#### What you should do
Copy each of the entries below without changing anything.

━━━━━━━━━━━━━━━━━━━━

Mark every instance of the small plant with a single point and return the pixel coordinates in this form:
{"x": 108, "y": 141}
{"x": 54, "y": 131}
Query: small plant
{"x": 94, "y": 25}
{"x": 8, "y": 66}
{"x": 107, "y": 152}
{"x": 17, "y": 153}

━━━━━━━━━━━━━━━━━━━━

#### Result for this exercise
Mark every instance of the small plant with a single point and return the pixel coordinates in this form:
{"x": 108, "y": 141}
{"x": 54, "y": 131}
Query: small plant
{"x": 94, "y": 25}
{"x": 8, "y": 66}
{"x": 107, "y": 152}
{"x": 17, "y": 153}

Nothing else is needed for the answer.